EXERCISE INSTRUCTIONS:
Which lines run from the line with "box: [0, 165, 127, 230]" through the line with "172L35 176L0 237L108" in the entries below? Print them exactly, both ends included, and nothing more.

THE DATA:
==========

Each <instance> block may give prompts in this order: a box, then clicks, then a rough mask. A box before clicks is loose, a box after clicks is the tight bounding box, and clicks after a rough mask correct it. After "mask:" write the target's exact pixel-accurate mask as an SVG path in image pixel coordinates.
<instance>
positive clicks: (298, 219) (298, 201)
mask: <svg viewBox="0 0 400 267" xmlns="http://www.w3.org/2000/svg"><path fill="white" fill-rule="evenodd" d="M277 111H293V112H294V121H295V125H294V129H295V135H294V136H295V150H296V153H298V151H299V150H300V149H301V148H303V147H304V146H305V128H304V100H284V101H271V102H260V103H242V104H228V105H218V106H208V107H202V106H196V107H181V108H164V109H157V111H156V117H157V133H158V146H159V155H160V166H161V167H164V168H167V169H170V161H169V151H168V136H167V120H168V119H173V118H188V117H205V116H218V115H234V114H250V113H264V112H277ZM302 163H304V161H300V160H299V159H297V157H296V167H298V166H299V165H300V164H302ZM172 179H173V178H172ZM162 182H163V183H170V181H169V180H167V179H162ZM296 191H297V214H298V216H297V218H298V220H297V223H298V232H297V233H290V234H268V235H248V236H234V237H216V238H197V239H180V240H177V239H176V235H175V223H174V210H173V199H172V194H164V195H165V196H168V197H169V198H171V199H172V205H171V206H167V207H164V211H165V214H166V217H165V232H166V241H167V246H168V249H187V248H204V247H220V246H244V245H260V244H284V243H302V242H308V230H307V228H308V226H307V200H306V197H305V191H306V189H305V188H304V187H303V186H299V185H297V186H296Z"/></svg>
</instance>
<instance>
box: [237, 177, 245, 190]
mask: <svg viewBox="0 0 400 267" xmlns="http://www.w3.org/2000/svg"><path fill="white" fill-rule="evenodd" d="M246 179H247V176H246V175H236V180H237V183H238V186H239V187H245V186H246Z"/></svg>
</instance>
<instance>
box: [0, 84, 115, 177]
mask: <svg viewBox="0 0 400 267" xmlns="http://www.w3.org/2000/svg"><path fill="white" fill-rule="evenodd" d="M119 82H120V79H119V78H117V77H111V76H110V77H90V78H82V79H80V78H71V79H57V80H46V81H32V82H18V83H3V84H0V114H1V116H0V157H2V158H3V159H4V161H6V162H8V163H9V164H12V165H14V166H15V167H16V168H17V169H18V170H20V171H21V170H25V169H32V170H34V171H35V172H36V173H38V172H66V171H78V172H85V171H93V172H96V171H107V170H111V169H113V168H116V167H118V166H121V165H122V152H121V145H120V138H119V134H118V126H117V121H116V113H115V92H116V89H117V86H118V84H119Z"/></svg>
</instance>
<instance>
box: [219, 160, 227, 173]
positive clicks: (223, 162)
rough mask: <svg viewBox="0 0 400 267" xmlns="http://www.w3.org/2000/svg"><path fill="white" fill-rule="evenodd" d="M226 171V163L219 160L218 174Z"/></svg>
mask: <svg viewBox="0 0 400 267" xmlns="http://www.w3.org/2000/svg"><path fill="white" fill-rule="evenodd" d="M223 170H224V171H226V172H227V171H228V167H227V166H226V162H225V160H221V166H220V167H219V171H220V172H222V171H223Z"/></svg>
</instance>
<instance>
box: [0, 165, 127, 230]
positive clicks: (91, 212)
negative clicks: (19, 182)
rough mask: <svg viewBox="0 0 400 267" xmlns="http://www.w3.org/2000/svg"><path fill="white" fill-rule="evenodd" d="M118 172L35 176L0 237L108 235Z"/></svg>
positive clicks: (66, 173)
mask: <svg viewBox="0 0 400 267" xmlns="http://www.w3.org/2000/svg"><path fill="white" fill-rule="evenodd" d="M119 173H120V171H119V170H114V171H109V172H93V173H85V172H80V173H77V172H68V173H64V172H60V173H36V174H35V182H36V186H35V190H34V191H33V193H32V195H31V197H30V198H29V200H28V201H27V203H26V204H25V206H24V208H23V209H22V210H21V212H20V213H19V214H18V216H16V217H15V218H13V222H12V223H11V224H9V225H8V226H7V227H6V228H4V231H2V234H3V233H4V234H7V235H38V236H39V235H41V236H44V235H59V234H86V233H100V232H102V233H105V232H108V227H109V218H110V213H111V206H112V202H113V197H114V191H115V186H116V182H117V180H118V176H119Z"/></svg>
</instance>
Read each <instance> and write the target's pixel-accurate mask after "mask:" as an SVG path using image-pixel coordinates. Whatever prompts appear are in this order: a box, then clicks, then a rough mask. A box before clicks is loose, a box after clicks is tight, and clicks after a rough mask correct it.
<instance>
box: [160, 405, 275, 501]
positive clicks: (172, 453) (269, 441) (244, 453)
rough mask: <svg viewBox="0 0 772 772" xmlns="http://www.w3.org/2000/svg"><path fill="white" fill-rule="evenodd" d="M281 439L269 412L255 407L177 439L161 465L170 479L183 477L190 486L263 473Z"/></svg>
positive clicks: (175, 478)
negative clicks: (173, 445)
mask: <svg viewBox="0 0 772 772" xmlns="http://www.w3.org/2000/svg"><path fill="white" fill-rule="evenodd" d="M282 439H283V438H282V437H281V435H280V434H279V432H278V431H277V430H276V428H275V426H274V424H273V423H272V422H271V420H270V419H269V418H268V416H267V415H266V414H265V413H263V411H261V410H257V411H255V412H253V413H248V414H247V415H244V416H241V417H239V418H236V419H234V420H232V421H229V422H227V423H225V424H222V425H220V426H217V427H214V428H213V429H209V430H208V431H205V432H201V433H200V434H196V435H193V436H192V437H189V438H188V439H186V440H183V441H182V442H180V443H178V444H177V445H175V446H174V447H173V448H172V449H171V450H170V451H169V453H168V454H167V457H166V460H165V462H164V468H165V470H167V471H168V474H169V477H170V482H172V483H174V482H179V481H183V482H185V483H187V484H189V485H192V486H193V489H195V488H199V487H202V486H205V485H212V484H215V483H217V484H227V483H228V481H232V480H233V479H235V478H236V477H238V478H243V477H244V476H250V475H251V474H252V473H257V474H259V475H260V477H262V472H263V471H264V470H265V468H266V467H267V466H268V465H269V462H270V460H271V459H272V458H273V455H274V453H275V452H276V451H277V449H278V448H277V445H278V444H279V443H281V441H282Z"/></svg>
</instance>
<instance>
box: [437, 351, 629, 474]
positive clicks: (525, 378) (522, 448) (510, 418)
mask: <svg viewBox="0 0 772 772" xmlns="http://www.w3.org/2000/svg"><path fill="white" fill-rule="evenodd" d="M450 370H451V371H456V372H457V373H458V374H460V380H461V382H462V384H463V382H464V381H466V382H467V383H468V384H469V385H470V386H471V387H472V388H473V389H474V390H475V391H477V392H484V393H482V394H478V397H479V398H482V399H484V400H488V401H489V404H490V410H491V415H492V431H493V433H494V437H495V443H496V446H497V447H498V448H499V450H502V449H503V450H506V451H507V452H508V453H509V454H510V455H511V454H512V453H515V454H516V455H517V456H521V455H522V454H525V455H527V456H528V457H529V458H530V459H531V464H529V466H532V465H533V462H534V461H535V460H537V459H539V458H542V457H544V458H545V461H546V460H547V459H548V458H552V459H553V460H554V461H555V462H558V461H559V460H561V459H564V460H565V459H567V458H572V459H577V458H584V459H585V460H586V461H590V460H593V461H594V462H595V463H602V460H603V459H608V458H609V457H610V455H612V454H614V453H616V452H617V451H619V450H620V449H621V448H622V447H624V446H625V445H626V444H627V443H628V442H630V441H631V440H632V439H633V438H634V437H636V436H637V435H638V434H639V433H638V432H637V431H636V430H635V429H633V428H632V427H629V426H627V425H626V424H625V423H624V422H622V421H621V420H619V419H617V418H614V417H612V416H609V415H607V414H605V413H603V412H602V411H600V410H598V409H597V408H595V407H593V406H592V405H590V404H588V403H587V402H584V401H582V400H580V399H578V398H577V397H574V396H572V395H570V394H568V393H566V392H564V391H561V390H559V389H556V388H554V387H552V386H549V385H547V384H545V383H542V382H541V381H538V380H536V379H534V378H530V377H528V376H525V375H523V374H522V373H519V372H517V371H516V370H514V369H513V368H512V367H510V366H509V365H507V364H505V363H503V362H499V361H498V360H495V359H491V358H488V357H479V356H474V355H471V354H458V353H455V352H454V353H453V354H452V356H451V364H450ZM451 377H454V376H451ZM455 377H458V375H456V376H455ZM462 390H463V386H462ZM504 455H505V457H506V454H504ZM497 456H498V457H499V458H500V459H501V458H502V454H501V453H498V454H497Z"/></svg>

==========

FINISHED EXERCISE:
box: [0, 165, 127, 230]
positive clicks: (91, 212)
negative clicks: (19, 182)
rough mask: <svg viewBox="0 0 400 267" xmlns="http://www.w3.org/2000/svg"><path fill="white" fill-rule="evenodd" d="M118 172L35 176L0 237L108 235Z"/></svg>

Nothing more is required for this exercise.